___ Data in this exercise
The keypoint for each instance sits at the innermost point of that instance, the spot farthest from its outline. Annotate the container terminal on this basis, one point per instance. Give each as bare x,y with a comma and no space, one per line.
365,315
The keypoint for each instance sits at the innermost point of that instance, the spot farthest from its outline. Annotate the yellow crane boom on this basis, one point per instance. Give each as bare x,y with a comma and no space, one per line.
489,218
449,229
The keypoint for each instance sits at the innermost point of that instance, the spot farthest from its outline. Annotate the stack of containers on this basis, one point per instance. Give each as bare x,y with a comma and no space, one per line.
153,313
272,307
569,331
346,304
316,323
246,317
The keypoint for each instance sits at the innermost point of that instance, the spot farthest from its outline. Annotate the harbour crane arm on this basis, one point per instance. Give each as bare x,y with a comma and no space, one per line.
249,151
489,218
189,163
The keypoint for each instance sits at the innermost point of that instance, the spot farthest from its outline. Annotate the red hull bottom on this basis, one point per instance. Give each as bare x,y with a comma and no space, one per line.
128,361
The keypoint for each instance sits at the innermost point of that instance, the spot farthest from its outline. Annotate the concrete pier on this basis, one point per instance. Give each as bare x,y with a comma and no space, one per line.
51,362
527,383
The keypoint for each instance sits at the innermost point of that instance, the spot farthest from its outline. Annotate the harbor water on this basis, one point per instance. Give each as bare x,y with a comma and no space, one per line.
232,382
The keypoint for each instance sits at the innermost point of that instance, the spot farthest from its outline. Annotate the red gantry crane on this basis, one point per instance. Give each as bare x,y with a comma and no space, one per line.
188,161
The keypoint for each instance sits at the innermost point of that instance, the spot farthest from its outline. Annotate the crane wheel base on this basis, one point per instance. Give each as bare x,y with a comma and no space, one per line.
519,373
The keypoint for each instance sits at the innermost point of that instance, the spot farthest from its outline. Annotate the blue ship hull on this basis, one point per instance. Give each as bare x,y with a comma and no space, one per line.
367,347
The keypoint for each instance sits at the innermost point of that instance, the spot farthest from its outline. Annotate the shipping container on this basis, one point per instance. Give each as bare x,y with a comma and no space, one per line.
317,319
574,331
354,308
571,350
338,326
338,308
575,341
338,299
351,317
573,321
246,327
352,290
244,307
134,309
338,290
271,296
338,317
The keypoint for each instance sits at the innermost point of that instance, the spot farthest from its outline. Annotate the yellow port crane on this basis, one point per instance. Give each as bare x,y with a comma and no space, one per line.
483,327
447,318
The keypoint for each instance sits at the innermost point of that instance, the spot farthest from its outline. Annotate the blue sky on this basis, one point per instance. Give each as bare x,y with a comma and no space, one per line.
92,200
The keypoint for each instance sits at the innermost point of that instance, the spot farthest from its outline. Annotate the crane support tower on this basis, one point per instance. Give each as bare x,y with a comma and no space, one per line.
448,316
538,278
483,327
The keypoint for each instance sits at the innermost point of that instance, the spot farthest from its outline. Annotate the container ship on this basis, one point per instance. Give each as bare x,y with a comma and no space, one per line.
______
*Written request*:
Take the material above and return all of it exactly.

*Solution for this problem*:
The keypoint for each instance sits at the innermost point of that instance, the spot farthest from its outline. Annotate the container terminal on this basis, one point per instance. Give each as bare x,y with a comma and no space, one per line.
365,315
The keypoint for each instance sits at the innermost point of that instance, the spot farthest from its outline. Annotate the yellow crane boom on this basis, one point per instance. Give each as bare x,y with a comma and no space, one per line.
489,218
449,229
The keypoint for each instance sits at the innermost point of that instance, the spot farthest from its outline. Annotate the stack of containers on this basis, one point per instance. Give each as bare x,y with a comma and no space, one per line.
153,313
272,307
569,331
346,304
316,323
246,317
The keypoint for each instance sits at the innermost point of that instance, the spot farthest from its outline. Annotate the harbour crane arm on this basis, one point per instance. Give each as bare x,y with a comma and no space, one per line.
249,151
489,218
189,163
The keypoint for each instance sits at the innermost point of that instance, the spot farthest from its outline. Annotate the red hull bottom on this basis, one point per instance. Give each as bare x,y with a comma and no space, one per line.
128,361
The keypoint for each instance sits at the innermost point of that instance, the spot farthest from its outline. Annotate the concrete pier on this basis, one point per instance. Give each as bare x,y with a comma and no space, one per line.
51,362
527,383
The keypoint for each instance sits at the innermost point of that instance, the spot farthest from its outline. Annotate the harbor water on this basis, one point per instance. Give each as bare x,y with a comma and no space, one per line.
232,382
The keypoint for each instance sits at the innermost point of that instance, the spot farthest from its outline. Annotate the red gantry crane on this basis, one point per instance. Give each as bare x,y with a comma and no space, one per line.
188,161
The keypoint for each instance sits at the innermost point of that instance, the spot farthest from its outline. Annotate the crane wheel base on this basis, one point per instance. Give each as bare x,y with a comma and no space, one per line.
519,373
The keypoint for each instance sits at the innermost point of that instance, the spot farthest from its outline. Annotate the blue ship hull on this basis, one point per instance. Give each as bare x,y with a comma and no space, one per line.
367,347
The keypoint for each instance sits at the innermost point of that instance, the spot farthest from its outline. Annotate the shipping container on this basis, one point per instance. Give each as bare x,y with a comma and no space, one per line.
317,319
574,331
354,308
571,350
338,326
338,308
575,341
338,299
351,317
573,321
246,327
352,290
244,307
134,309
338,290
271,296
338,317
The keypoint for each instance sits at the innermost point of that instance, the spot farthest from its outline. Annotate the yellow port crane on this basis, one point per instance. Give each as bare x,y with a comma and no space, one per line.
483,327
447,318
The keypoint for each instance sits at the innermost point of that instance, the spot farthest from its outline. Annotate the blue sky on this basis, one point per instance. Give each as bare x,y with a comma and no space, one per line.
92,200
The keypoint for each instance sits at the innermost point of that instance, the spot farthest from its outline. Annotate the crane support tower on this basis, one point per instance. Give each as bare x,y with a comma and no space, one per line.
448,316
538,278
483,327
The keypoint for each instance sits at the innermost point of that instance, the spot farthest from its outline. Annotate the container ship on this basis, one point per instance. Give each as bare x,y with a comma and no space, one per line.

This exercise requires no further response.